**Passage provided**
__________________________________________________

LinkedIn will focus this year, in part, on building bonds between members and companies with profiles on the site through targeted messages to audience segments, Jonathan Lister, vice president for North America marketing solutions at the social network, told MediaPost.
Company status updates, which allows members to get automatic updates on changes to specific companies, and the Follow feature will become the pedestal for the strategy to build out products and services.
Through these tools, LinkedIn will attempt to grow revenue from U.S. companies. Today, it gets a greater share of its ad dollars from outside the U.S., according to eMarketer analyst Debra Aho Williamson. This year, the site will see $226 million in ad revenue, a 46.1% increase compared with 2011, 32% of which is derived from overseas.
By 2014, Aho Williamson estimates U.S. advertisers will account for 60% of LinkedIn’s revenue of $405.6 million. Marketers can attribute the revised forecast, since September 2011, to a "stronger- than-expected advertising program on the site." LinkedIn has three solid revenue streams -- advertising, professional services, and premium membership ---- which makes them a little different than other social networks.

__________________________________________________

**Source data**
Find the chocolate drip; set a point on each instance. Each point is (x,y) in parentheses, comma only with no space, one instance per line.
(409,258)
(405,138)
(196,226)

__________________________________________________

**Instructions for the task**
In the passage about LinkedIn's advertising plans, which two tools will become the pedestal for building out products and services?

**Solution**
Company status updates and the Follow feature.